Assignment.
Give back every entry below, exactly as written.

───── Available data

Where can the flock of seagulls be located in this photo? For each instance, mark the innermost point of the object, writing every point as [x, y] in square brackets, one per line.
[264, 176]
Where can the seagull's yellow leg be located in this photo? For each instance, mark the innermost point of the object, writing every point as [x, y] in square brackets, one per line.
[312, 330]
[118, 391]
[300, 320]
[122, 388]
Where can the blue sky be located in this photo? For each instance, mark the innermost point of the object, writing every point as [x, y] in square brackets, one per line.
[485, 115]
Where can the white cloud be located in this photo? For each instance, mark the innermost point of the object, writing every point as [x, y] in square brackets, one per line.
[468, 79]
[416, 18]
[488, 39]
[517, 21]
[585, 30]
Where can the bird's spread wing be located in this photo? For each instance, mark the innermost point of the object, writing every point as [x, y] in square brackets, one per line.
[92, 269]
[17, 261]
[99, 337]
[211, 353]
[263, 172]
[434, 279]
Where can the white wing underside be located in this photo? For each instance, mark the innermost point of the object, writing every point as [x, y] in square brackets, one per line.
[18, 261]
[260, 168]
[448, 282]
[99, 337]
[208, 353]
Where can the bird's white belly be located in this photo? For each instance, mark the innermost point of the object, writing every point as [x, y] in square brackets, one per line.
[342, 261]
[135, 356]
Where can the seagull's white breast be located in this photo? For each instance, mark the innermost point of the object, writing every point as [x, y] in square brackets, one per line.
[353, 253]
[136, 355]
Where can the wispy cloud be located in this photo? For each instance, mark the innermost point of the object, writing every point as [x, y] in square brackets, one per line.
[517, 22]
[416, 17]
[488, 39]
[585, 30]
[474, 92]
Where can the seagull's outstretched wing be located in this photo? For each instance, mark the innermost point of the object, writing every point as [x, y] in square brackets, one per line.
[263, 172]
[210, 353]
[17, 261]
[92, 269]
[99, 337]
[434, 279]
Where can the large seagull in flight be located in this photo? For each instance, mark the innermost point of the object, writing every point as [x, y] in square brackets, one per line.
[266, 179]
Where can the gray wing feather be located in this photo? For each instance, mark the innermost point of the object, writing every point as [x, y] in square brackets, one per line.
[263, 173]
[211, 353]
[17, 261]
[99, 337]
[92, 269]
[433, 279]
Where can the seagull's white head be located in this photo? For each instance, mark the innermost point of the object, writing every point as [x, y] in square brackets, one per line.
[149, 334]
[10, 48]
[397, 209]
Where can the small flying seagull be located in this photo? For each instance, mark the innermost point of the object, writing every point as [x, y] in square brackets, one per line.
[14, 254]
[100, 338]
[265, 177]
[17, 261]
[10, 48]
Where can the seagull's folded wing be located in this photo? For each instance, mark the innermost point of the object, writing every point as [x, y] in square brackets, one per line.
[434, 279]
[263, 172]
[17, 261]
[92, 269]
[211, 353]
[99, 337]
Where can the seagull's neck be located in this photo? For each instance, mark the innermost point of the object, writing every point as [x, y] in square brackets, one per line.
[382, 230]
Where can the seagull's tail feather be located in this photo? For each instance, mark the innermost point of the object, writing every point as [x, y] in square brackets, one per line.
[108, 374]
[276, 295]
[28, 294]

──────────

Solution for this task.
Where can the flock of seagulls be located in this photo? For each instance, mark the innermost point of the object, writing every point as [x, y] in square brackets, one per line.
[264, 176]
Where can the seagull's yellow leg be located in this photo? For each instance, mark the innermost point of the object, writing every point as [x, y] in square brackets, one per line.
[312, 330]
[118, 391]
[300, 320]
[122, 388]
Where can the blue sky be located in this photo? For each instance, mark the innermost point of the object, writing every point as [x, y] in square brackets, one per line.
[485, 115]
Where can the white cloud be located in this photo? For each instance, mark the innermost point of the object, writing every point as [x, y] in square brackets, one per line.
[468, 79]
[416, 18]
[488, 39]
[517, 21]
[585, 30]
Where can the bird's spread wing be located in this photo? For each instance, mark the innermost point of the object, writing every point as [x, y] in square brackets, one per line.
[92, 269]
[17, 261]
[99, 337]
[211, 353]
[263, 172]
[434, 279]
Where can the white wing underside be located in this photo? For each instance, mark the innermost point of the object, writing every point as [x, y] in square brackets, one per line.
[18, 261]
[260, 168]
[448, 282]
[99, 337]
[208, 353]
Where can the bird's white belly be located in this photo? For each instance, mark the innermost point of the object, writing every point as [x, y] in square brackets, one per line.
[342, 261]
[135, 356]
Where can the seagull's white breast be located in this photo? For each instance, mark the innermost point of the object, writing every point as [x, y] in square brackets, one per line.
[353, 253]
[136, 355]
Where can the wispy cloud be located in this photo? For each instance, mark the innermost point of the object, writing every point as [x, y] in square brackets, one per line.
[517, 22]
[416, 17]
[488, 39]
[585, 30]
[474, 92]
Where can the seagull's outstretched wing be located in this photo? For each instance, mark the innermost point of the object, writing every point as [x, y] in square brackets, one per line.
[263, 172]
[210, 353]
[17, 261]
[92, 269]
[99, 337]
[434, 279]
Where can the large seagull in flight be located in this photo? For each instance, mark the innermost point of the object, writing every point as [x, y] in square brackets, one per line.
[266, 179]
Where can the gray wing feather be located in this photo? For each instance, mark the innermost point of the object, writing every point as [x, y] in square brackets, one per line.
[263, 173]
[211, 353]
[17, 261]
[99, 337]
[92, 269]
[433, 279]
Where can the seagull's white head be located in this photo? For each instance, mark the innermost point of the object, writing every point as [x, y] in square brackets, one per line.
[149, 334]
[10, 48]
[397, 209]
Where can the small flying seagull be located in this photo? For each instance, mark the innermost point of the object, writing every point as [x, y] in square brackets, one per line.
[14, 254]
[100, 338]
[265, 177]
[17, 261]
[10, 48]
Where can the seagull's folded wing be located in this photo? For each instance, mark the innermost point of the object, writing every point as [x, y] in square brackets, one per line.
[434, 279]
[263, 172]
[17, 261]
[92, 269]
[211, 353]
[99, 337]
Where can the seagull's neck be located in this photo? For each instance, mark the innermost point of the object, writing every point as [x, y] in square brackets, one per line.
[382, 230]
Where can the seagull's tail feather be located in this photo? For each instance, mark the innermost point of the object, writing every point as [x, y] in square brackets, one per line.
[108, 374]
[276, 295]
[28, 294]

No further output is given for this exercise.